Stated task »
The required output consists solely of the lines from the line containing "Identify the bare" through the end of the records, copied exactly.

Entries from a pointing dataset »
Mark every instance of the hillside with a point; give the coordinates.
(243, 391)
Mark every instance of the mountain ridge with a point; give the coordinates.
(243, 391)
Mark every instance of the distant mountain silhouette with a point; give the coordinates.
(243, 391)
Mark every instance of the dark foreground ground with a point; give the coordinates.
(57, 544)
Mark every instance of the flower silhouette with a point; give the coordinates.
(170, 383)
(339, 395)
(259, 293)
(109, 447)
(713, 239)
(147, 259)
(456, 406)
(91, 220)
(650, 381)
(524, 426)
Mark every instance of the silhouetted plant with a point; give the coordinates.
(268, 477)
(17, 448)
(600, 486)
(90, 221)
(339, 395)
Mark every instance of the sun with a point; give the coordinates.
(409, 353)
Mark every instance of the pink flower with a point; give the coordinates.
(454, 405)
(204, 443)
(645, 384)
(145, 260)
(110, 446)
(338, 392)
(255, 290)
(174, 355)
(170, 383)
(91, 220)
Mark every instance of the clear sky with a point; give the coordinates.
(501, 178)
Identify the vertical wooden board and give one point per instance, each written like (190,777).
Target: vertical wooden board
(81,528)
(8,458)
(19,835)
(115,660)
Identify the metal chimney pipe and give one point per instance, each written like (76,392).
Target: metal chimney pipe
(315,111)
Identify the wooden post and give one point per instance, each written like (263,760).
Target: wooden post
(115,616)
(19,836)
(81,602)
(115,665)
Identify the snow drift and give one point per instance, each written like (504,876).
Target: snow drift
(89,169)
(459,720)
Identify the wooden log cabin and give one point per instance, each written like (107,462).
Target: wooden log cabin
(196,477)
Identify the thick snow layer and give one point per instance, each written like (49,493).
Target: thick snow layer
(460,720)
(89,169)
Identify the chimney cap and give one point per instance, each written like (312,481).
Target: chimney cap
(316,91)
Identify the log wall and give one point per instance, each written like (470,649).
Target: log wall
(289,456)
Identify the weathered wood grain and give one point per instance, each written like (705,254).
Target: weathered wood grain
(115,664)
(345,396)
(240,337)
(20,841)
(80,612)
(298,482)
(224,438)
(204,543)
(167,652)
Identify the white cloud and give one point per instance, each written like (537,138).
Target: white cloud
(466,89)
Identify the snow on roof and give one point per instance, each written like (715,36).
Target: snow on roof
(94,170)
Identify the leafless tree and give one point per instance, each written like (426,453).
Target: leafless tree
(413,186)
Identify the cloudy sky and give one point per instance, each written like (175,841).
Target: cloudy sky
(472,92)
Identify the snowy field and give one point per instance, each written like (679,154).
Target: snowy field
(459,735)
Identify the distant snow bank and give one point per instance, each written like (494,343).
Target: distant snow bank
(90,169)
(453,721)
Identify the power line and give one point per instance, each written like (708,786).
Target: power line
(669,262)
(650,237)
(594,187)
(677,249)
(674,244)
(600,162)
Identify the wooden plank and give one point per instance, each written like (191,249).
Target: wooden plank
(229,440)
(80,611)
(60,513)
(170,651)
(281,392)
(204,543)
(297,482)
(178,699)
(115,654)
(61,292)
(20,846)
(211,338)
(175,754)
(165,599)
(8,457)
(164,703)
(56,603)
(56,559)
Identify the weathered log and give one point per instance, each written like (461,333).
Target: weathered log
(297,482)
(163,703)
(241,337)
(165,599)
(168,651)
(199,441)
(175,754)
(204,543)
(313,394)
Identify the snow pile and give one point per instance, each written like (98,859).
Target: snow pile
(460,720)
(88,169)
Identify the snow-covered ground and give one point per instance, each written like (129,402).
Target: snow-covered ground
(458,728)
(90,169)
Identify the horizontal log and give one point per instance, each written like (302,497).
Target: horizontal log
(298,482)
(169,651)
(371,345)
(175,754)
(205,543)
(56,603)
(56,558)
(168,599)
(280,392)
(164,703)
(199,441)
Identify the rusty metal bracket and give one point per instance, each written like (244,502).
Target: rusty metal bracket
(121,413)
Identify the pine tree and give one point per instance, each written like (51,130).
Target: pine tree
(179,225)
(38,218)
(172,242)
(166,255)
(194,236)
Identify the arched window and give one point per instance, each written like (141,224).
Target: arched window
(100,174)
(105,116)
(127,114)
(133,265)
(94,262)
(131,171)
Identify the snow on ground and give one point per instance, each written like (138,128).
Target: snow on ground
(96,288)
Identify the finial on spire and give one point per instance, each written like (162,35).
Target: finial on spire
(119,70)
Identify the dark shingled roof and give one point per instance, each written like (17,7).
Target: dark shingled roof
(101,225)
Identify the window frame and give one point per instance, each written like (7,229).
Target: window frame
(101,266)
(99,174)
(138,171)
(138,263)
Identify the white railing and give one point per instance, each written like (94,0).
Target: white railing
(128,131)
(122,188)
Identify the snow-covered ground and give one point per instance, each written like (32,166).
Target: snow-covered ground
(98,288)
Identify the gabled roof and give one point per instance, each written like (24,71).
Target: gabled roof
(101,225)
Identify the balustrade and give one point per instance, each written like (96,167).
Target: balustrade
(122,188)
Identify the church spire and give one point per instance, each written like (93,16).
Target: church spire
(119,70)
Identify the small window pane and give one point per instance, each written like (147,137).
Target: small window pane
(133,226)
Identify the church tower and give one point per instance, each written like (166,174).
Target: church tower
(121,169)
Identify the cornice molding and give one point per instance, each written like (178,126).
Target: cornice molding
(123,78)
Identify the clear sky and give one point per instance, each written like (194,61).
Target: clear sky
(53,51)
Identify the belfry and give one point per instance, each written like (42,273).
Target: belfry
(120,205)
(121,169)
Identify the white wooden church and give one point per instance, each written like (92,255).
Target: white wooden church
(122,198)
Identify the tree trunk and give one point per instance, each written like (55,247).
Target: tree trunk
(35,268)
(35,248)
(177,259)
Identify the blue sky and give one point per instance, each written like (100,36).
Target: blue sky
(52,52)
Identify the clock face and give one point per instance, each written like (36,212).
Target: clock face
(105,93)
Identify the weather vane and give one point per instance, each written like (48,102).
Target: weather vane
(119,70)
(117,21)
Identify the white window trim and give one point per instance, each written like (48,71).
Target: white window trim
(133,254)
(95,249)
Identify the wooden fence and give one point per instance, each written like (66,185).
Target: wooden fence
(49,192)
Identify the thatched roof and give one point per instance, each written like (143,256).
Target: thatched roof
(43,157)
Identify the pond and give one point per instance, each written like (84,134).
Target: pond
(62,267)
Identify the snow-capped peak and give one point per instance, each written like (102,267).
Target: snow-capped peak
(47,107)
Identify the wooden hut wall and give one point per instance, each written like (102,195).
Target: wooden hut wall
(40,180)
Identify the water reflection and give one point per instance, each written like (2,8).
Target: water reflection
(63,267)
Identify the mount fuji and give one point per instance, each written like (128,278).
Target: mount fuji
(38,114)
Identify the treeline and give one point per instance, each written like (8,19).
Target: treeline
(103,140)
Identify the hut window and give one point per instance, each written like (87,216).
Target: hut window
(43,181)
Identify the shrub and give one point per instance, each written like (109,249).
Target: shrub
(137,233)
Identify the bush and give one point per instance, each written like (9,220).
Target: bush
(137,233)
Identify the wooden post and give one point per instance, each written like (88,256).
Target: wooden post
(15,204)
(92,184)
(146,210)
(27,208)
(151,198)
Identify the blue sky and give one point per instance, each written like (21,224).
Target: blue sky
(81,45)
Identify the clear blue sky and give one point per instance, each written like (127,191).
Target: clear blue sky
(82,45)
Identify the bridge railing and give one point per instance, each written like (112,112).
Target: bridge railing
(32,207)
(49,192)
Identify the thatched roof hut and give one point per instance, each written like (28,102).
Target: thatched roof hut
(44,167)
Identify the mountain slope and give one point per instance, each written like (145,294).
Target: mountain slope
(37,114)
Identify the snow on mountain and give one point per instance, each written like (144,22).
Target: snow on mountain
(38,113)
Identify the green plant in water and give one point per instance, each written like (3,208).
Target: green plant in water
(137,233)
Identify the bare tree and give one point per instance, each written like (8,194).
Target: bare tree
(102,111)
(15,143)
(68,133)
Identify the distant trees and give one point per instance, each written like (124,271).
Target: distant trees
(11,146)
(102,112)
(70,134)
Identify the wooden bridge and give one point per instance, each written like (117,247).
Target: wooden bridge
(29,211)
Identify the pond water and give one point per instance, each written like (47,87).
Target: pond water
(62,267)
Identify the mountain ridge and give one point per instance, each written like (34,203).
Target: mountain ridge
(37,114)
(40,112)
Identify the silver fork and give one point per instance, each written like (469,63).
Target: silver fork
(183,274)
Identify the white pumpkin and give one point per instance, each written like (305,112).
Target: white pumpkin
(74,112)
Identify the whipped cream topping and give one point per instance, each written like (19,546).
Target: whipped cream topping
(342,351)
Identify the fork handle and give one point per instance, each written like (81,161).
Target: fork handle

Worked solution »
Identify the bare tree and give one point per instance, each written like (8,194).
Target: bare tree
(102,111)
(15,143)
(68,133)
Identify the distant trees and give one point per instance, each written like (124,271).
Target: distant trees
(11,146)
(102,112)
(70,134)
Identify the wooden bridge and give one point per instance, each written like (117,247).
Target: wooden bridge
(29,211)
Identify the pond water and give one point per instance, each written like (47,87).
Target: pond water
(62,267)
Identify the mountain ridge and give one point per instance, each written like (34,203).
Target: mountain ridge
(37,114)
(40,112)
Identify the silver fork and give one point per instance, each written like (469,63).
Target: silver fork
(183,274)
Identify the white pumpkin and give one point per instance, each written like (305,112).
Target: white pumpkin
(74,112)
Identify the whipped cream topping and give one point per instance, each written like (19,546).
Target: whipped cream topping
(342,351)
Identify the fork handle and give one point per instance, each written like (81,161).
Target: fork handle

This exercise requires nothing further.